- **About this task**
Please find each line in the rows below that contains the string "positive" with matching case, and copy those lines out.

Collected data entries:

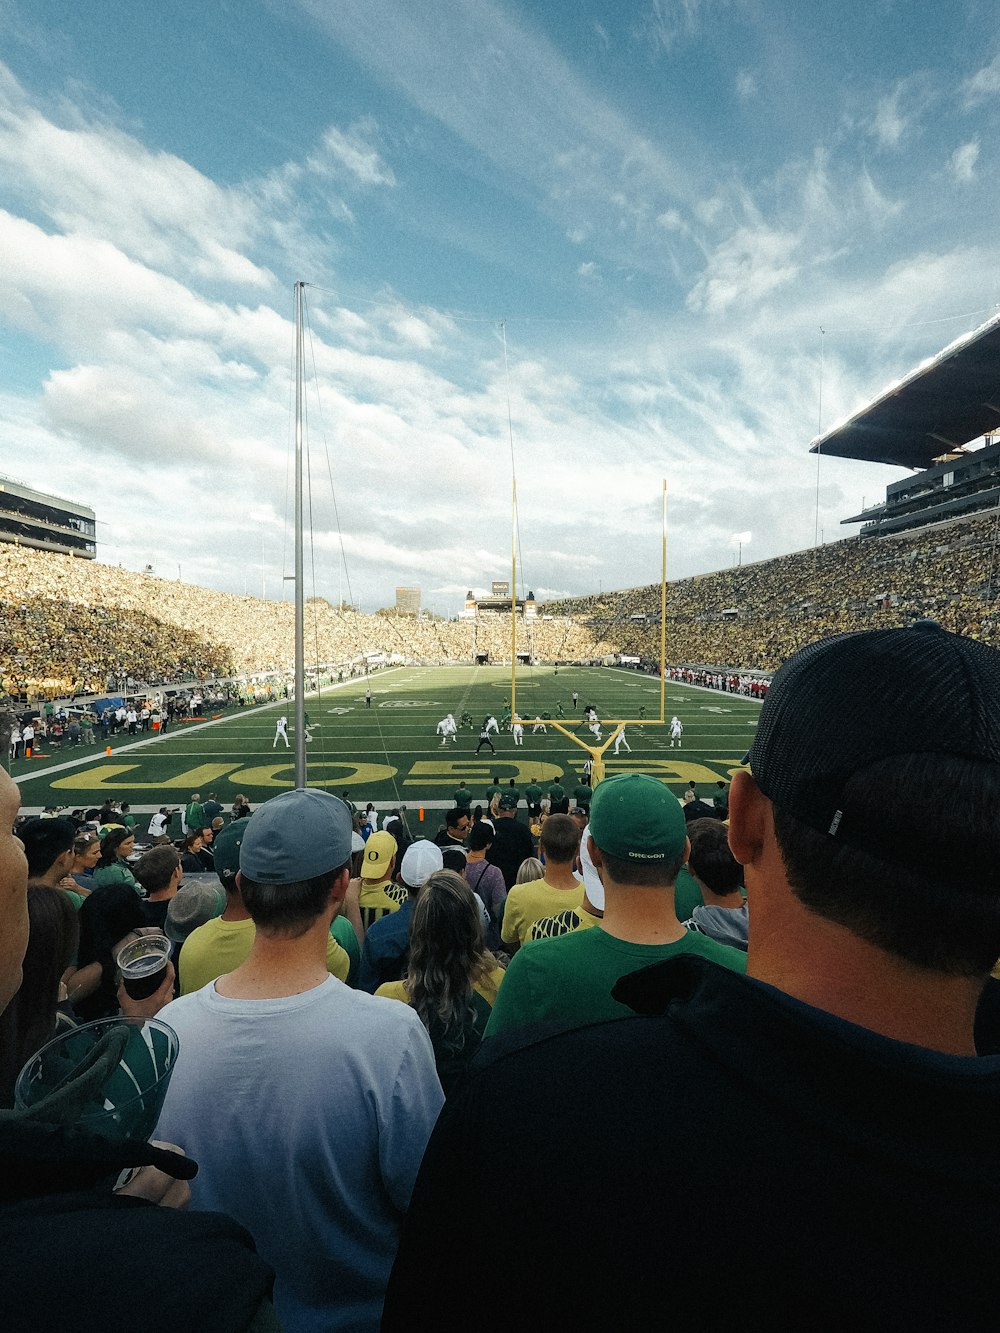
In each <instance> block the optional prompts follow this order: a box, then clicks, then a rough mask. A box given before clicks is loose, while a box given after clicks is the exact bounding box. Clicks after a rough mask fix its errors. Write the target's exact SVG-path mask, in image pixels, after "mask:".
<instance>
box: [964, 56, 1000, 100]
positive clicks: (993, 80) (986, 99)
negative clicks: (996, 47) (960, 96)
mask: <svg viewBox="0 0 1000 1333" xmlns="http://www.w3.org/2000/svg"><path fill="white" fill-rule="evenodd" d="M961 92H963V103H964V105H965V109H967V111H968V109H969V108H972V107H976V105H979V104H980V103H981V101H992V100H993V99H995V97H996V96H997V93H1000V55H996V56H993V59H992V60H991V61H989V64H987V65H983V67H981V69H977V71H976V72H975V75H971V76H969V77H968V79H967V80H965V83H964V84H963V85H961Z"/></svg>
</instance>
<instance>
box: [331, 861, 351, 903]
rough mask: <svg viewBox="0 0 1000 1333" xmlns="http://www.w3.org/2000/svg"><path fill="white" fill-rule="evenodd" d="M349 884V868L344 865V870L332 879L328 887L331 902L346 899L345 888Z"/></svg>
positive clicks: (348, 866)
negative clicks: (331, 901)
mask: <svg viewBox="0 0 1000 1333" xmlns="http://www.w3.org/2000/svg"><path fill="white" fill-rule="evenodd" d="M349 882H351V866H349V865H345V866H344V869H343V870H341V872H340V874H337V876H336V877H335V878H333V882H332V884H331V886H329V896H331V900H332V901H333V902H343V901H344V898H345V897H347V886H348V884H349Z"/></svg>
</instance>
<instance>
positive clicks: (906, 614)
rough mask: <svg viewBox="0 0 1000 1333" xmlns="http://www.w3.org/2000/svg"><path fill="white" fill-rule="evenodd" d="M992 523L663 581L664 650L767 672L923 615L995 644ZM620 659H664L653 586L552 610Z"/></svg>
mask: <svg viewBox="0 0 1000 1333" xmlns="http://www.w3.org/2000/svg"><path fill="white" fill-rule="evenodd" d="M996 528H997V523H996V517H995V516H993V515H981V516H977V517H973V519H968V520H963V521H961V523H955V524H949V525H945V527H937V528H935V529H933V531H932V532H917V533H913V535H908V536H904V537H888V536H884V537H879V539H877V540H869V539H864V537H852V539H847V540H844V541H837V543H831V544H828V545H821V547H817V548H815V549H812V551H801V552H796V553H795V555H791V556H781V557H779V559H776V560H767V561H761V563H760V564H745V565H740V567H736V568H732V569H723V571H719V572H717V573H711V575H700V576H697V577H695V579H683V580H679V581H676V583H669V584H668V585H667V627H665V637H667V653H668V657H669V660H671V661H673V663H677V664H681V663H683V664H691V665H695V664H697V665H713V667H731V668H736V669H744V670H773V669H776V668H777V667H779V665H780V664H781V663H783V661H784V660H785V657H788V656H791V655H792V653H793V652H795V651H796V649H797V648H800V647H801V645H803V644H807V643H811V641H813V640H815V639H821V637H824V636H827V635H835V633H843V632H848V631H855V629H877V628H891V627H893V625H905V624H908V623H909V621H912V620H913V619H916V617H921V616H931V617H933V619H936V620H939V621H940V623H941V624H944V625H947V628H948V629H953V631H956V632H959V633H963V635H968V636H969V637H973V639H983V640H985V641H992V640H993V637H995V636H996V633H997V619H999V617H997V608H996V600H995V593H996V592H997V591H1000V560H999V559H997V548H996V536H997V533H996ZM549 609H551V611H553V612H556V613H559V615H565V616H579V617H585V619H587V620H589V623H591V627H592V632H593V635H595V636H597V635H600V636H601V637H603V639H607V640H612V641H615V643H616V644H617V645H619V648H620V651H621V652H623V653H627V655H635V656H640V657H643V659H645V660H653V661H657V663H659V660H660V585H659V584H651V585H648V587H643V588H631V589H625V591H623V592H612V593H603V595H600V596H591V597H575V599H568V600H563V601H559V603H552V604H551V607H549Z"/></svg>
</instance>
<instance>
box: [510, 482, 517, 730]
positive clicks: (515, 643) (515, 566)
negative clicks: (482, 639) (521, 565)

- **Response to this exercise**
positive clicks: (993, 80) (986, 99)
positive clicks: (348, 866)
positive clicks: (906, 614)
positive clicks: (515, 643) (515, 566)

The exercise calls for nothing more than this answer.